So, we need to make wholes, and in doing so, we divide the world into parts. To describe the whole, we then need to make parts again.

 

In our healing, then we unify these parts in a process. In a relationship between parts, thus creating a whole, and a feeling of being whole on a metalevel.

 

And so on…

 

When we help our clients to feel what they feel, and to experience emotion as a whole, we do this through experiencing a relationship between parts or elements of an emotion: trigger, initial response, physical response, meaning, and action tendency.

 

Emotions never come alone; they always bring friends along. Often, competing emotions or parts are simultaneously active in one person. We work on the relationship between these competing emotions or parts of a person. We place them in process, in a whole.

 

When these parts feel connected, we feel whole and owned. The self feels

whole.

 

When we help to express this emotional whole, this helps us feel whole and Self. Thus, separated from the other.

 

Feeling, vibrating, with that otherness, this whole other, in resonating with that meaningful other, a new whole, a relationship, a connection.

a new healing arises,

 

Truly, as EFT psychotherapists, we are healers.

 

Healer and wholeness are words connected with healing, health, and Holiness.

Task =>
Return the section of the passage on healing and wholeness from "So, we need" to "and action tendency.", copied word for word.

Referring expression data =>

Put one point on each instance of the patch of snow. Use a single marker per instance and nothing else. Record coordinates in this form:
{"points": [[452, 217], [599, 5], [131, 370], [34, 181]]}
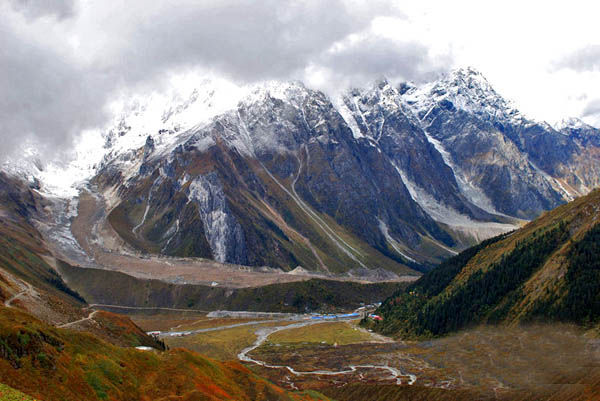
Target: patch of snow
{"points": [[386, 233], [348, 117], [447, 215], [219, 225], [554, 183]]}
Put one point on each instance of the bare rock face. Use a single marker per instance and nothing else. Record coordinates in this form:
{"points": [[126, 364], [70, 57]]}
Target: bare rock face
{"points": [[392, 178], [223, 232]]}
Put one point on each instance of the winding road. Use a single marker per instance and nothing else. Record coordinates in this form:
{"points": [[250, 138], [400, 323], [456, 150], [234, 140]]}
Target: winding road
{"points": [[89, 317], [28, 290]]}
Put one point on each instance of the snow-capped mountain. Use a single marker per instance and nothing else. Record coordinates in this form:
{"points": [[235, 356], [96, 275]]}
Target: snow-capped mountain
{"points": [[384, 177]]}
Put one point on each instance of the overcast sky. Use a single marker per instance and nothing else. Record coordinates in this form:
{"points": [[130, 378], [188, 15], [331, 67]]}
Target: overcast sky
{"points": [[62, 62]]}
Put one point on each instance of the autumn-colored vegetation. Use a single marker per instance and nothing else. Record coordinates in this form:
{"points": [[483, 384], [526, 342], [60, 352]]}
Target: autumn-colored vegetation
{"points": [[58, 364]]}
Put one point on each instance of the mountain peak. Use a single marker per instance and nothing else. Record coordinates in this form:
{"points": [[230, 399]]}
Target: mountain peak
{"points": [[467, 89], [572, 123]]}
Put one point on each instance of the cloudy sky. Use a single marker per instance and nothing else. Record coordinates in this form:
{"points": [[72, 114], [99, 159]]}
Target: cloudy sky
{"points": [[62, 62]]}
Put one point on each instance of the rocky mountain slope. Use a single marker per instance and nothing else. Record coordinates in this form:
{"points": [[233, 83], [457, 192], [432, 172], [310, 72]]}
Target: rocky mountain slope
{"points": [[548, 270], [391, 178]]}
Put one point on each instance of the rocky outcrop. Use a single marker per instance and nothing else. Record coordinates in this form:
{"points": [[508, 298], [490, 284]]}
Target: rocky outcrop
{"points": [[387, 177]]}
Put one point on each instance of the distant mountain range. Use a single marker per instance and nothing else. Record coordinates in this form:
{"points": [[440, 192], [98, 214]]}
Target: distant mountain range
{"points": [[384, 179]]}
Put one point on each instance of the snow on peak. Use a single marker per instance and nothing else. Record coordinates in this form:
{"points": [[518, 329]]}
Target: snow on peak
{"points": [[464, 89], [572, 123]]}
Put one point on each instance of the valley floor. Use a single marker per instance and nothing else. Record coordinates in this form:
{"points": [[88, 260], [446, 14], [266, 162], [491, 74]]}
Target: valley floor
{"points": [[302, 353], [98, 240]]}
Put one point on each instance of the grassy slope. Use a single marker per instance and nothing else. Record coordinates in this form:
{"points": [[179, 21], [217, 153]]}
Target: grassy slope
{"points": [[543, 271], [275, 226], [50, 364]]}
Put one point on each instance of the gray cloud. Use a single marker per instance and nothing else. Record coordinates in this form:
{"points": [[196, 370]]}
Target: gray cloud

Solution to the problem =>
So, we need to make wholes, and in doing so, we divide the world into parts. To describe the whole, we then need to make parts again.

 

In our healing, then we unify these parts in a process. In a relationship between parts, thus creating a whole, and a feeling of being whole on a metalevel.

 

And so on…

 

When we help our clients to feel what they feel, and to experience emotion as a whole, we do this through experiencing a relationship between parts or elements of an emotion: trigger, initial response, physical response, meaning, and action tendency.